━━ Text provided ━━
On a hot summers day, as a six year old boy growing up in Kasama in 1952, I found myself surrounded by sophisticated radios and speakers when I stood in awe high up on the second floor of the Kasama Airport control tower listening to the tinny crackling voices of the pilots as they contacted the tower to announce that they were in Kasama air space.

Dave Davis, Uncle Dave to me, was one of the air traffic controllers and had agreed to look after his son John and myself, while Celia his wife and my parents went up to Abercorn.What better place than the airport to bring two inquisitive young boys.

Perched on top of the tallest building in the Kasama area,I kept listening to the discussions between the control tower and the pilots ... Oscar, Bravo, Papa and other code words were constantly being exchanged interspersed with snippets of local gossip. None of the planes landed on the dusty airfield as it baked under the hot African sun, but flew high out of sight as they winged their way to Entebbe, Ndola, Lusaka, all places that were foreign to me.

After several hours, Uncle Dave who had instructed me on how to switch the microphone on and of, left me in charge of the control tower, John was two years younger, while he went to inspect the piccanini kia.

No sooner, had he disappeared down the stairs, when the radio crackled to life." Oscar, Bravo, Papa. This is Victor Jock-Strapable, how do you read Kasama ?" Nervously, I switched on the mike, " Hello " I bleated, my heart racing, where was Uncle Dave when I needed him most. Mr Jock-Strapable was very understanding when I explained that Uncle Dave was in the P.K.. After a few minutes talking to my new found friend, he wished me a good day and steered a course for Mpika.
━━━
━━ Extracted data ━━
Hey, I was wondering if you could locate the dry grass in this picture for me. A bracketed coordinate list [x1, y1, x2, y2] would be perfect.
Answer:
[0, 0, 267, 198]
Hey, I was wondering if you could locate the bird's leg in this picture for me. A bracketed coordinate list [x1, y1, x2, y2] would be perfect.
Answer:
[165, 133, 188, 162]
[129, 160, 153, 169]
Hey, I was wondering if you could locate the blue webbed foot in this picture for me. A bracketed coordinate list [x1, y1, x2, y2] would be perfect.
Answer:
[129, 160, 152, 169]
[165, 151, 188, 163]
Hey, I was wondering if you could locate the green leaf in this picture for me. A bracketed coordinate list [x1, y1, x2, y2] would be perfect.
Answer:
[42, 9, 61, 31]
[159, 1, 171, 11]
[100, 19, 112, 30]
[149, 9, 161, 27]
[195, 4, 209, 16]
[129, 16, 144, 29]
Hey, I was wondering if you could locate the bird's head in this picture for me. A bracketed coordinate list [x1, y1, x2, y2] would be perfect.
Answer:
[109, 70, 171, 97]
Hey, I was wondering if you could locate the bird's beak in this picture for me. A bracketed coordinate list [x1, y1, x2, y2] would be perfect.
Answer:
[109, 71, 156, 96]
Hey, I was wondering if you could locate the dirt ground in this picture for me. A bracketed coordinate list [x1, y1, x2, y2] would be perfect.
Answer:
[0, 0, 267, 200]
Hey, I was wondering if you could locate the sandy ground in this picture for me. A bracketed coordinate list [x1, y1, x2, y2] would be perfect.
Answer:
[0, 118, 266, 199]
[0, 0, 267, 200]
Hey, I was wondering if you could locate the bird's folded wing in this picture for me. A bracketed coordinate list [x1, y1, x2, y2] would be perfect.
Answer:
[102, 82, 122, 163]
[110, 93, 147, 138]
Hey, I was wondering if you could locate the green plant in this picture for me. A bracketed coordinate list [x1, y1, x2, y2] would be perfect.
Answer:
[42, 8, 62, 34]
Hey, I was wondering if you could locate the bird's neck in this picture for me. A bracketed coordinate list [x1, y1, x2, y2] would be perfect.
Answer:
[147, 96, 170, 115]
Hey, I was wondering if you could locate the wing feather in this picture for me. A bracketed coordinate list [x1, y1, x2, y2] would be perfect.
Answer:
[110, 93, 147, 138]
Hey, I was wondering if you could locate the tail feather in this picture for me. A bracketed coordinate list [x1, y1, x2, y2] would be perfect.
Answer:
━━━
→ Task description: For each statement below, say yes or no to whether it agrees with the Kasama control tower account, and quote the words of the account that settle it. 1. The narrator was six years old in 1952. 2. Some of the planes landed on the Kasama airfield that day. 3. John was older than the narrator.

→ Correct result:
1. Yes: "as a six year old boy growing up in Kasama in 1952"
2. No: "None of the planes landed on the dusty airfield"
3. No: "John was two years younger"